↓↓↓

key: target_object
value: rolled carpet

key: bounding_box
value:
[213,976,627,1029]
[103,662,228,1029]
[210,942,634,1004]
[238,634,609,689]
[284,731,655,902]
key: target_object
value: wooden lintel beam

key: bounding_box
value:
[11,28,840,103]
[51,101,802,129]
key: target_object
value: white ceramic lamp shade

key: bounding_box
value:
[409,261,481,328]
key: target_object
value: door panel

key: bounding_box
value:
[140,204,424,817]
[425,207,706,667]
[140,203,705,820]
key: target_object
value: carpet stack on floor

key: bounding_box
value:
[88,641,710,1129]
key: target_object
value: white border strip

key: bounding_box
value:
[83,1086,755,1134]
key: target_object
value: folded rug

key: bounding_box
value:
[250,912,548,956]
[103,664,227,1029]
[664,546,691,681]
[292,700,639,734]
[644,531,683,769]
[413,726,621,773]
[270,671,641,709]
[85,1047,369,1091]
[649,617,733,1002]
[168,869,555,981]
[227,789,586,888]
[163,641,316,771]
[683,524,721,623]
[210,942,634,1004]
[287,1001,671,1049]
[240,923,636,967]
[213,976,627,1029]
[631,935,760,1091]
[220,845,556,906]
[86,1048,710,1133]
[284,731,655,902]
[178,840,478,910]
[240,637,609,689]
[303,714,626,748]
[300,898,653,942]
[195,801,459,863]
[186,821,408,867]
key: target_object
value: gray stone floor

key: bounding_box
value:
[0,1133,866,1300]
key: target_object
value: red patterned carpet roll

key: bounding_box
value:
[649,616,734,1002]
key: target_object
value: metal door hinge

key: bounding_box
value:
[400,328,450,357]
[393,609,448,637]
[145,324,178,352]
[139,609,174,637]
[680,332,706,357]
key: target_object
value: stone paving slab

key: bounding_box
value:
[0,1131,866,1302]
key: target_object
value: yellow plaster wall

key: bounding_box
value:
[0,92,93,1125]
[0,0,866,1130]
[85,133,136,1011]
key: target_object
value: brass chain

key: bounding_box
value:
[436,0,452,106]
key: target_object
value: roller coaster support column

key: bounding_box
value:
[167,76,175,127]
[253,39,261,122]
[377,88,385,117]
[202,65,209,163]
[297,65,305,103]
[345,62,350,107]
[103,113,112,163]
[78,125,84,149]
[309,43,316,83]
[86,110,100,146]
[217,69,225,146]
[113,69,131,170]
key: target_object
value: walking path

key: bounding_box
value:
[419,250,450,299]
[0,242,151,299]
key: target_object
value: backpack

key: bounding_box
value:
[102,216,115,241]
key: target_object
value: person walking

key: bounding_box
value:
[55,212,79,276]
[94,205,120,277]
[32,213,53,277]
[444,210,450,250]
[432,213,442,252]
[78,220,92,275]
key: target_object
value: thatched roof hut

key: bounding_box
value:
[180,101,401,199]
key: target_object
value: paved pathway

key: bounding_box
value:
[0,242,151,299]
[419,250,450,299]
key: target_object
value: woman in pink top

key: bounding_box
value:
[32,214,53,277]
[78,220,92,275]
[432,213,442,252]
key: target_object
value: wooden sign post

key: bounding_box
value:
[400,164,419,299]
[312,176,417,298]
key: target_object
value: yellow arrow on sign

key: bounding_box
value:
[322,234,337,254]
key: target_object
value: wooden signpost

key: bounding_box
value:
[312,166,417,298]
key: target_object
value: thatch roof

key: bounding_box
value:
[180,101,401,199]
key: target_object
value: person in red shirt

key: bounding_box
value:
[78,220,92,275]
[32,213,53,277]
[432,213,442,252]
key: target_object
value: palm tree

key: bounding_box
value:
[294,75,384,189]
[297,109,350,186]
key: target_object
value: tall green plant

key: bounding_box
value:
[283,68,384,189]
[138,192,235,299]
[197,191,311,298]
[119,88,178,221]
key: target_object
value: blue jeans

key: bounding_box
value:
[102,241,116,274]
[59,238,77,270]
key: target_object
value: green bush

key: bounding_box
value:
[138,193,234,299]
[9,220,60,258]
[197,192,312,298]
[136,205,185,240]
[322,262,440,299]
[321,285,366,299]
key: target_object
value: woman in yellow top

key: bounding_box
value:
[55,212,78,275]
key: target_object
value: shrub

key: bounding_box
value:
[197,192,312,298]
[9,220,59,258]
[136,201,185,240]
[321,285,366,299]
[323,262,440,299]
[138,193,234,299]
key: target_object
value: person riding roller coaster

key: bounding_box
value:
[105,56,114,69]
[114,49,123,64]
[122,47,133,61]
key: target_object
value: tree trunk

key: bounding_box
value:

↑↑↑

◆ **What you are asked to do**:
What do the rows read, copied line for line, from the start of the records through the line with "[88,641,710,1129]"?

◆ **Output**:
key: target_object
value: rolled carpet

key: bounding_box
value:
[213,976,627,1029]
[103,662,228,1029]
[210,942,634,1004]
[238,634,609,689]
[284,731,655,902]
key: target_object
value: wooden lintel beam

key: bounding_box
value:
[11,28,840,103]
[51,101,802,129]
key: target_object
value: white ceramic lamp shade

key: bounding_box
value:
[409,261,481,328]
key: target_object
value: door panel

key: bounding_box
value:
[140,204,424,817]
[425,207,706,667]
[140,203,705,820]
key: target_object
value: carpet stack on floor

key: bounding_box
value:
[88,641,710,1129]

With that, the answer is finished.